===== PROVIDED ENTRIES

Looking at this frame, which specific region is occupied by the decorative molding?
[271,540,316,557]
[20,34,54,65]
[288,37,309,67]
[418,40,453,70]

==========
===== PROVIDED ENTRIES

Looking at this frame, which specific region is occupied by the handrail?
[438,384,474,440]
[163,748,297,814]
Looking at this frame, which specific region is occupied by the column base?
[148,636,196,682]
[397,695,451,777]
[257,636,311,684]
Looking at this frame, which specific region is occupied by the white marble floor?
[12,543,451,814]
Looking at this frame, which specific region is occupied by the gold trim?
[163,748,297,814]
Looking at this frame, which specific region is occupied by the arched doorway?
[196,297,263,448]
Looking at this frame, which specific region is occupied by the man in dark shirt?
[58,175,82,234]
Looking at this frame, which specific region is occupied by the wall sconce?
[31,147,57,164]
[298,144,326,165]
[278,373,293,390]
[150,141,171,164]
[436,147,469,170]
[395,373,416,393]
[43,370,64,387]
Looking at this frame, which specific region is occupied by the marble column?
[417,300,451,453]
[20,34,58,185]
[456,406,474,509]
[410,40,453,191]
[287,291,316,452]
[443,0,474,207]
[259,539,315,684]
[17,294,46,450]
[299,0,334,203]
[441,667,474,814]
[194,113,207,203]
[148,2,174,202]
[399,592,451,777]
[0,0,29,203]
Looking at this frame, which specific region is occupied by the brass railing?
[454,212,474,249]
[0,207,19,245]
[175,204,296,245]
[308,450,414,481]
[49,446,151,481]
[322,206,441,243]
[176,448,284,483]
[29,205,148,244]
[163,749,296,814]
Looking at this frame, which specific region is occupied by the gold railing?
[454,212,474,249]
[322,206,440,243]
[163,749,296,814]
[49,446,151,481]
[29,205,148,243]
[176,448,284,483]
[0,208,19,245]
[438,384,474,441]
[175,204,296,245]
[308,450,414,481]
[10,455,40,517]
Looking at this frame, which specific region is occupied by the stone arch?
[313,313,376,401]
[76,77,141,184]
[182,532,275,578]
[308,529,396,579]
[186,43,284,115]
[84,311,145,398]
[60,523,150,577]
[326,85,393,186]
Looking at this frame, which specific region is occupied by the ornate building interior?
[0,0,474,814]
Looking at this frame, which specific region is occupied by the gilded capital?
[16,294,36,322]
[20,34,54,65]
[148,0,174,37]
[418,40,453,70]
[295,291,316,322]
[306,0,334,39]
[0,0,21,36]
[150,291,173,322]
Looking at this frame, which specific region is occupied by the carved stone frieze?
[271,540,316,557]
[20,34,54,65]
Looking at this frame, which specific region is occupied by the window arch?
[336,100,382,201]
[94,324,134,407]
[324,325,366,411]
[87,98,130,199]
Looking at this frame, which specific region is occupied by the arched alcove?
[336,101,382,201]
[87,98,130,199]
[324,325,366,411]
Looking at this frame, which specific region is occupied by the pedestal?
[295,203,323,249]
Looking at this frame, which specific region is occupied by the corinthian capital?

==========
===== PROVIDED ENTRIES

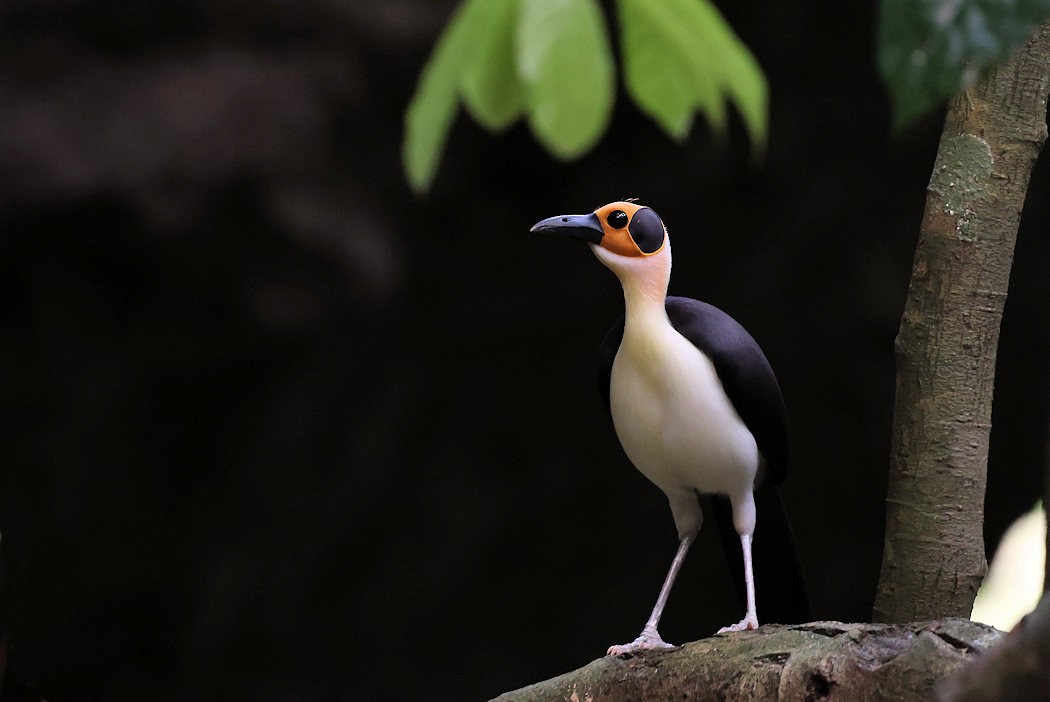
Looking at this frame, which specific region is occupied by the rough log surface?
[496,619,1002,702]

==========

WHAT THE EXERCISE ASKS –
Copy the material above word for word, starting at the line that contains "the gilded capital?" and ending with the line that contains "[295,203,323,249]", including both of those lines.

OUTPUT –
Looking at this frame, which specific region is occupied by the gilded capital?
[16,294,36,322]
[20,34,54,65]
[148,0,174,37]
[418,40,453,70]
[295,291,316,322]
[306,0,334,39]
[0,0,21,36]
[150,291,173,322]
Looking at this frame, which specific region is occupied by the carved stone frieze?
[271,540,316,557]
[20,34,54,65]
Looking at this frame, which specific region is occupied by the window arch?
[336,100,382,201]
[94,324,134,407]
[324,325,366,411]
[87,98,130,199]
Looking at this frame, which specific region is occupied by the arched alcove?
[336,101,382,201]
[87,98,130,199]
[324,325,366,411]
Looking at this frame, which specific region is occupied by the pedestal?
[295,203,323,249]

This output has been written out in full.